[Study material — start]

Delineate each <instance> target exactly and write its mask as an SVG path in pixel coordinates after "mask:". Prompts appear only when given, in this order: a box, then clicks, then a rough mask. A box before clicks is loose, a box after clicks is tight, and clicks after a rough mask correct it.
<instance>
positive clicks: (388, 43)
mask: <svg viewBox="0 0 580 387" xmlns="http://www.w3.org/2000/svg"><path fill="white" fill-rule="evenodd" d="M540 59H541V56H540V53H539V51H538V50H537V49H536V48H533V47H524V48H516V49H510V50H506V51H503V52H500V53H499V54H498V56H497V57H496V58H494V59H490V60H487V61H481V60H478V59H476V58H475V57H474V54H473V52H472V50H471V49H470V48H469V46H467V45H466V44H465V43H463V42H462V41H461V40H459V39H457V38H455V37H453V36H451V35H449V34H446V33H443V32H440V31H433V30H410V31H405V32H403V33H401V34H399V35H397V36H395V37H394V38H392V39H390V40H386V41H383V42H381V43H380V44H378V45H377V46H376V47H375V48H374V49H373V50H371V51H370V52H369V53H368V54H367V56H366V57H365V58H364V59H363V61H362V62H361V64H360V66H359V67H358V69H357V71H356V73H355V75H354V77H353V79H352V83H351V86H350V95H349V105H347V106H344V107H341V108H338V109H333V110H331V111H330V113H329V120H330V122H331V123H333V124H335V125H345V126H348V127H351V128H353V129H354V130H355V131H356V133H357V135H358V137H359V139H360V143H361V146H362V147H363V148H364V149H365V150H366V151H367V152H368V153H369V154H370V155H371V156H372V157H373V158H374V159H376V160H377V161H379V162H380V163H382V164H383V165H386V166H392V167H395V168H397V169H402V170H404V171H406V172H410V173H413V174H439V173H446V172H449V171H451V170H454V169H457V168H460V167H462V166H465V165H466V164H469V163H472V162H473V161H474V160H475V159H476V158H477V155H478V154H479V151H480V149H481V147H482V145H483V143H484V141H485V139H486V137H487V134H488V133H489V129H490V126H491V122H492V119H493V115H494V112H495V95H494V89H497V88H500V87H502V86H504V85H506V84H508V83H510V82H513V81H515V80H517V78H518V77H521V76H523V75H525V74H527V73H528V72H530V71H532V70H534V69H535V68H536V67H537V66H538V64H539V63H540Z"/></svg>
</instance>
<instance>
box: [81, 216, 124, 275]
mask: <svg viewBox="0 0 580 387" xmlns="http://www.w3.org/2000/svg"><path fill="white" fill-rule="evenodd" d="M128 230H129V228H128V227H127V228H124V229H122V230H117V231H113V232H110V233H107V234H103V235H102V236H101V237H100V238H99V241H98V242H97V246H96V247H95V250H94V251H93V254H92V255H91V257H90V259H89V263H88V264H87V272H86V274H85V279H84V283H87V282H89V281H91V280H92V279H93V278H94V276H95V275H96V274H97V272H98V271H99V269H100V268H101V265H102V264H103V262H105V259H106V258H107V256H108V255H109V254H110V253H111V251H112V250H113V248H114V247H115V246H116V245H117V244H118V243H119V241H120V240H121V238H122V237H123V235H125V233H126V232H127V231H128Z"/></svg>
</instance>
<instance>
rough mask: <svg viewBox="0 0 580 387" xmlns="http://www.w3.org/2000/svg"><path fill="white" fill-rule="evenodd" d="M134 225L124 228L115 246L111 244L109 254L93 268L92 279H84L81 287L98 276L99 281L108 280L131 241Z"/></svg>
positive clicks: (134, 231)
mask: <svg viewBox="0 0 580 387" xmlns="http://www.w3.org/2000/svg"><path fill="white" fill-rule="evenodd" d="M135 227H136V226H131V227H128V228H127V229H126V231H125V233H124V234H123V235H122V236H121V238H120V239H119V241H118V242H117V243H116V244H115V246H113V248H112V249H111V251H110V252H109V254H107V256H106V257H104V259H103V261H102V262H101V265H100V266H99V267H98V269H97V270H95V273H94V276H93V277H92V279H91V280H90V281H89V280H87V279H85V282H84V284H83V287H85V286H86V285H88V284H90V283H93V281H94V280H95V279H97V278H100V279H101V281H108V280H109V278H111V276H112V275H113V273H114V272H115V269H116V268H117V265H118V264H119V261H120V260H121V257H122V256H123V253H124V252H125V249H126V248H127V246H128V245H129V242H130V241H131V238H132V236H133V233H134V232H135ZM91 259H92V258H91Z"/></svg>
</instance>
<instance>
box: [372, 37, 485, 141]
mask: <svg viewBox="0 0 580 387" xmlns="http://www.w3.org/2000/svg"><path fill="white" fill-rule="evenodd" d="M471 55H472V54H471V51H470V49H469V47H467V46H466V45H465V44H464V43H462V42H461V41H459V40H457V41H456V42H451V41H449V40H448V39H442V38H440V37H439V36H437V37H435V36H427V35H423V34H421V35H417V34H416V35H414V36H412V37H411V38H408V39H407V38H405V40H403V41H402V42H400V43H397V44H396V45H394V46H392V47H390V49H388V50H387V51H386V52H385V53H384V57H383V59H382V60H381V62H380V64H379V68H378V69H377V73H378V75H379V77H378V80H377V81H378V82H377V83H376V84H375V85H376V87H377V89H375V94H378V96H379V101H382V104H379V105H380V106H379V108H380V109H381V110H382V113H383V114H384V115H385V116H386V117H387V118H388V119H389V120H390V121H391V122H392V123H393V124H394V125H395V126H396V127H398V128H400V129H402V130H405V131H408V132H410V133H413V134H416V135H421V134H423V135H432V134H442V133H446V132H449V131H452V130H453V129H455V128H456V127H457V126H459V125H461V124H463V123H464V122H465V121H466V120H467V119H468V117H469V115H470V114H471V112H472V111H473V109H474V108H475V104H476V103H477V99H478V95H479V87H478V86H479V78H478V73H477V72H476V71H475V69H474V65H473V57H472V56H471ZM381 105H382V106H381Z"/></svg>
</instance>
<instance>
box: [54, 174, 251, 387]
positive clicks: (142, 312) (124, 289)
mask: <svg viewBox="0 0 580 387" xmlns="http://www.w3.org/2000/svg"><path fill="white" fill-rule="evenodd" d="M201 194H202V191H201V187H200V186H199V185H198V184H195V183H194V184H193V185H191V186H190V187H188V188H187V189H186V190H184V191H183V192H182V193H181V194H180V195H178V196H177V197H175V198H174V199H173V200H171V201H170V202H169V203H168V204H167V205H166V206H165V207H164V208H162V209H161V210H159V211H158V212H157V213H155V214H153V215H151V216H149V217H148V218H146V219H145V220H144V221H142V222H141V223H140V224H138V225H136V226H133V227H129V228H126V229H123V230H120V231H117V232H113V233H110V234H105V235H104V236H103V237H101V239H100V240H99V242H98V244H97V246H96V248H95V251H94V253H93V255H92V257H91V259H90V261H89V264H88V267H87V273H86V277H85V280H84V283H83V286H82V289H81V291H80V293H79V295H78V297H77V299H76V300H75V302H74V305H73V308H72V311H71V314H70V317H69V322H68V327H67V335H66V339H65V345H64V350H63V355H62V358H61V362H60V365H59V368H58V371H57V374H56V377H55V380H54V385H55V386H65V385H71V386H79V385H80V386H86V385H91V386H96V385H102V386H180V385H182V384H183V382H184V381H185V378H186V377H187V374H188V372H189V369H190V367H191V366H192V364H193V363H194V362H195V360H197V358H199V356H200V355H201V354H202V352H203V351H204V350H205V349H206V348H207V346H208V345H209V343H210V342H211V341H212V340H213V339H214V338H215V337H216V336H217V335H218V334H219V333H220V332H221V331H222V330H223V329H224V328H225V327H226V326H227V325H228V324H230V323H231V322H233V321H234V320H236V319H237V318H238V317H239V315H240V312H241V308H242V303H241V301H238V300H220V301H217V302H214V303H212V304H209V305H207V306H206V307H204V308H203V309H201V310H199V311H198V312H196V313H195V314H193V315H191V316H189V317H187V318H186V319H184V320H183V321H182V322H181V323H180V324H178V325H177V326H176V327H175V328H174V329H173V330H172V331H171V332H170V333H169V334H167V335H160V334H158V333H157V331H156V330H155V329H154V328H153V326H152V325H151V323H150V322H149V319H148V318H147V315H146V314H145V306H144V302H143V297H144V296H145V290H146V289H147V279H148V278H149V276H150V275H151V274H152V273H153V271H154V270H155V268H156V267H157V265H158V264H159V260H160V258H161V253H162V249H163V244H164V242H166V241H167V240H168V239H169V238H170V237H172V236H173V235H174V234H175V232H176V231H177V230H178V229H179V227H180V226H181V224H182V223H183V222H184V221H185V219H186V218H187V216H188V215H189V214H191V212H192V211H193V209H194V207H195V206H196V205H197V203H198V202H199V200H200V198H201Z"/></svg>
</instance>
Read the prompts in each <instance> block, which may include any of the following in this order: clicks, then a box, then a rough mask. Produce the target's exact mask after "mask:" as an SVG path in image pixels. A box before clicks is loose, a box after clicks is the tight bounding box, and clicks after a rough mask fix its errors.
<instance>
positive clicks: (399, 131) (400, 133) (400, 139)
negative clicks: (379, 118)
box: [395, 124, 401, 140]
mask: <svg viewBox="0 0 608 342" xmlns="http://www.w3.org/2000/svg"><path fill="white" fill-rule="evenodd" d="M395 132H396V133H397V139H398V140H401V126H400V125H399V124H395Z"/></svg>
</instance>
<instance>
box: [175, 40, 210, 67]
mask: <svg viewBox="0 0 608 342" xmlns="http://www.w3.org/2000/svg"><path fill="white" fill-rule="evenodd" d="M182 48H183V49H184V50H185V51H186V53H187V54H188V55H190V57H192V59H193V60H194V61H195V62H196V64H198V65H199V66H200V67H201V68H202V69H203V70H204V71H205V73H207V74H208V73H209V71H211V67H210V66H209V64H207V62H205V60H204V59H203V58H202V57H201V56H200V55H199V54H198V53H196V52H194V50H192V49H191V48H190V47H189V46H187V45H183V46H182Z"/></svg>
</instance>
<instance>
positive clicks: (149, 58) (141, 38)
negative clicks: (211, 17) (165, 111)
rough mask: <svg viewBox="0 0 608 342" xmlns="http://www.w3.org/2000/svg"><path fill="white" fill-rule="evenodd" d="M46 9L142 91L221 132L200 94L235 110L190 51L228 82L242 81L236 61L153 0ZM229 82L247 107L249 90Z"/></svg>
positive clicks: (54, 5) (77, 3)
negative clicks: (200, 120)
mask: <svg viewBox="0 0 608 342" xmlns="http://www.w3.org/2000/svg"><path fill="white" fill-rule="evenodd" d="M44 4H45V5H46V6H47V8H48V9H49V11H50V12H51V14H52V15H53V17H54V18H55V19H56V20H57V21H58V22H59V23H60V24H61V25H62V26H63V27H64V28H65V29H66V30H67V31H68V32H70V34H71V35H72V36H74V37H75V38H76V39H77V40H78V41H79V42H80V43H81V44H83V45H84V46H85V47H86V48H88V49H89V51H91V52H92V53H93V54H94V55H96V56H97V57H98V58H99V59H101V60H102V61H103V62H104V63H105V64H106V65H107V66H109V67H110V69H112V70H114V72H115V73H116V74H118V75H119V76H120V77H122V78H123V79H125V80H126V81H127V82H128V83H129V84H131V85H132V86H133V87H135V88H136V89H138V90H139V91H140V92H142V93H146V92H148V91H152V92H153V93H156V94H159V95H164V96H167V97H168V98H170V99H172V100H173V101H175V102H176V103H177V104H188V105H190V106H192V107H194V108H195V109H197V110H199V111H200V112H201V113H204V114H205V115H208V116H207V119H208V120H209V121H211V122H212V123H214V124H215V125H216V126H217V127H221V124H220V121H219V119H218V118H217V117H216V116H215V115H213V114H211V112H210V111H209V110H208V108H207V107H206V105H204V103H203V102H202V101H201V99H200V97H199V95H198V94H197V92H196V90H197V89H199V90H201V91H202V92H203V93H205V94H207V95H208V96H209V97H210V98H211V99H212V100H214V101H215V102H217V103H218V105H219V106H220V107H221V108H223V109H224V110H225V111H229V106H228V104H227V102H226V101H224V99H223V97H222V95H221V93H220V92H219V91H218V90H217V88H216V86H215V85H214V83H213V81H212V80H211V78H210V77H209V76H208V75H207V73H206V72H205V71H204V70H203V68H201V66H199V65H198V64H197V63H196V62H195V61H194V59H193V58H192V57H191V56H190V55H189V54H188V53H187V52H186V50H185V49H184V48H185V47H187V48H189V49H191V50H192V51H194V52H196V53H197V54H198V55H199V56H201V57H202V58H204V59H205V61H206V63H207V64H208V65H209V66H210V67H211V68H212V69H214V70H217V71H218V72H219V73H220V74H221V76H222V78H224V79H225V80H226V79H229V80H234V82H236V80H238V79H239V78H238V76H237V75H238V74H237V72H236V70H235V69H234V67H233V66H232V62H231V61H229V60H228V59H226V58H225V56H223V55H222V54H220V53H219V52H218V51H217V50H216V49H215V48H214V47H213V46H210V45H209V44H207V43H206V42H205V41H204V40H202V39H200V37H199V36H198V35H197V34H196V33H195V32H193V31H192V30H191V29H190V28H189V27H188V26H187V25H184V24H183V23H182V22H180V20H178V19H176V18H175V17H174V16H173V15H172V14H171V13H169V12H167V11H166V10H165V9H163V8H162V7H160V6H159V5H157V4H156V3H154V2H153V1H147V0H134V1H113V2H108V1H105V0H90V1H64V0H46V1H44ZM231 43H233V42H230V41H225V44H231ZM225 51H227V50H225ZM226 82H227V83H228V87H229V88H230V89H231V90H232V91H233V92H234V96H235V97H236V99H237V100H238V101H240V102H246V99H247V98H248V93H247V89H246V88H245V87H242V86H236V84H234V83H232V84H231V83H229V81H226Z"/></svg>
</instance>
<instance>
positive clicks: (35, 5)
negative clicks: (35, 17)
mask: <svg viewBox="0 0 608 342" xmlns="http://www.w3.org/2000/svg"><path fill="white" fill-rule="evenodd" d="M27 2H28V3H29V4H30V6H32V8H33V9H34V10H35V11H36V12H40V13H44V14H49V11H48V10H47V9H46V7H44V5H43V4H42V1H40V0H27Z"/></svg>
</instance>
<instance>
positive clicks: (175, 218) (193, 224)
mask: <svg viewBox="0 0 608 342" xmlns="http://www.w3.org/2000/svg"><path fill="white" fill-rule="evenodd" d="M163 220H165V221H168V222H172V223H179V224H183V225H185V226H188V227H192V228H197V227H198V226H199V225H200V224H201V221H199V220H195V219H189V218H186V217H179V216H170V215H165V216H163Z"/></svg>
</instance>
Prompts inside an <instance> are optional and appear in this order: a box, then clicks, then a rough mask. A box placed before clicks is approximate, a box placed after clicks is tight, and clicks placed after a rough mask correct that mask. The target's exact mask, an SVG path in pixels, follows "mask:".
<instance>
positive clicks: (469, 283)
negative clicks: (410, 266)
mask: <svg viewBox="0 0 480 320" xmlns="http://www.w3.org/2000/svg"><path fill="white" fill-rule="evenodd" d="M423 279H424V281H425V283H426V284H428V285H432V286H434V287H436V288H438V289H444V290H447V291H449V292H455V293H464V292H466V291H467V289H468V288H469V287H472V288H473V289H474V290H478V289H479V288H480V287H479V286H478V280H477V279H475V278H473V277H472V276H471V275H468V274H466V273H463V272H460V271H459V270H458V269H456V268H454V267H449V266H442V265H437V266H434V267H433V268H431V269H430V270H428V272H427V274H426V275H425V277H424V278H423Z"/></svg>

[Study material — finish]

[Task goal]:
How many lines in the data contain "appear"? Answer with the number alone.

[Exercise answer]:
2